(Data items)
□ □ □ □ □
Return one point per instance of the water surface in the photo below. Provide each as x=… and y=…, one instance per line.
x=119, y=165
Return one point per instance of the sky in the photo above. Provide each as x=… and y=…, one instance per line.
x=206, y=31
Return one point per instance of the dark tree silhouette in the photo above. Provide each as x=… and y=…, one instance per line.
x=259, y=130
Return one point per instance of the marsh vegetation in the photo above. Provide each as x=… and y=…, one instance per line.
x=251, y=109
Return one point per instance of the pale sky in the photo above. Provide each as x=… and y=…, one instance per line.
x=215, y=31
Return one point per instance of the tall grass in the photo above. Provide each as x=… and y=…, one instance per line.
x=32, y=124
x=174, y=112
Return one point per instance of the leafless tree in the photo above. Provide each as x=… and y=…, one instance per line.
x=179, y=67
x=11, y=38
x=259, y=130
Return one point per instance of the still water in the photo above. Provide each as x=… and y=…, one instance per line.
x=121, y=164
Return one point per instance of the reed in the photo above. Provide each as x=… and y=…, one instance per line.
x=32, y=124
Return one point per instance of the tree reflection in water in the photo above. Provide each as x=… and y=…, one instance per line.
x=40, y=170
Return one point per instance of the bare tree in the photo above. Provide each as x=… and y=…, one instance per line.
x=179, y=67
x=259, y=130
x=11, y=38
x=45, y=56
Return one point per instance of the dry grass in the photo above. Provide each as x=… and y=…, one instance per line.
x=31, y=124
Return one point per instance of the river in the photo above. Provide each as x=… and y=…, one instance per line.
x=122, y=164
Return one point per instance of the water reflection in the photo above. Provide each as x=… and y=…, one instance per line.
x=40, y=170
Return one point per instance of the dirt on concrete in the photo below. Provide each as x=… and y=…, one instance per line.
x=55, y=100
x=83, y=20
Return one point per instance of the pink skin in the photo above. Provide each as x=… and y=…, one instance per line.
□ □ □ □ □
Set down, exactly and only, the lines running from the one holding "Return one point per instance of the bare" through the end of the records above, both ends included.

Return one point per instance of the bare tree in the photo above. Provide each as x=… and y=…, one instance per line.
x=179, y=67
x=259, y=130
x=11, y=38
x=45, y=56
Return one point per instance of the dry grass in the photo above. Provide each as x=… and y=…, one instance per line.
x=31, y=124
Return one point per instance of the river in the photo above. Provide each as x=… and y=…, one instance per line.
x=122, y=164
Return one point per instance of the water reflection in the photo above. Provide each as x=… and y=…, one instance per line.
x=40, y=170
Return one point per instance of the dirt on concrete in the photo below. Provide each as x=… and y=…, one instance per line.
x=55, y=100
x=83, y=20
Return one point per instance of the pink skin in the photo above. Provide each as x=… and y=…, one instance per line.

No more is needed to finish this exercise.